» Given exercise:
Write out every line of the entries below as a JSON list of strings, one string per line, skipping blank lines and leaving out the pictures.

— START OF Data section —

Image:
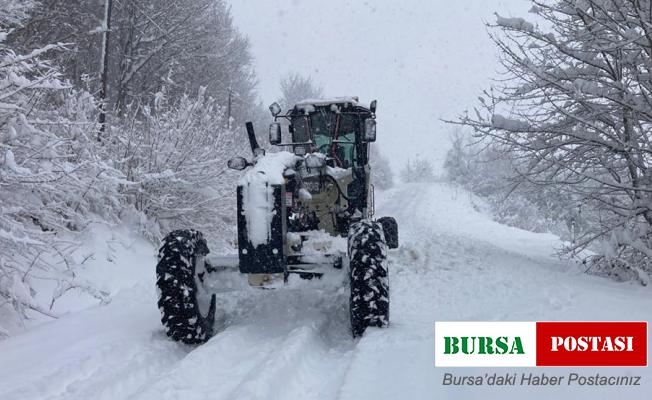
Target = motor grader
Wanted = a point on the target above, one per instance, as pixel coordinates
(293, 207)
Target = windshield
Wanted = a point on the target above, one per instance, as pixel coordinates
(333, 134)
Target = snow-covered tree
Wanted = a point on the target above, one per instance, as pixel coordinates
(181, 45)
(577, 112)
(174, 157)
(51, 179)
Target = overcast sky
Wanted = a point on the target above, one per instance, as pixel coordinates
(422, 60)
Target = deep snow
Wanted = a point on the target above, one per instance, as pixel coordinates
(454, 263)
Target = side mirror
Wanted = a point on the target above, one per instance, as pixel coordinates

— END OF Data section —

» Solution to the problem:
[
  "Image:",
  "Target = motor grader",
  "Wanted = a point on the target above, one per instance, as pixel coordinates",
  "(293, 207)",
  "Target = windshield",
  "Wanted = a point on the target above, one per instance, as pixel coordinates",
  "(333, 134)",
  "Target = snow-covered tree",
  "Wanted = a point on the target above, one per instance, as pixel coordinates",
  "(181, 45)",
  "(577, 112)",
  "(174, 157)",
  "(51, 179)",
  "Target = overcast sky",
  "Wanted = a point on the target above, one per instance, as pixel coordinates",
  "(422, 60)",
  "Target = deep snow",
  "Wanted = a point on the target above, one per instance, as pixel coordinates",
  "(454, 263)",
  "Target = side mirror",
  "Wanted = a point on the target above, one per instance, as pixel coordinates"
]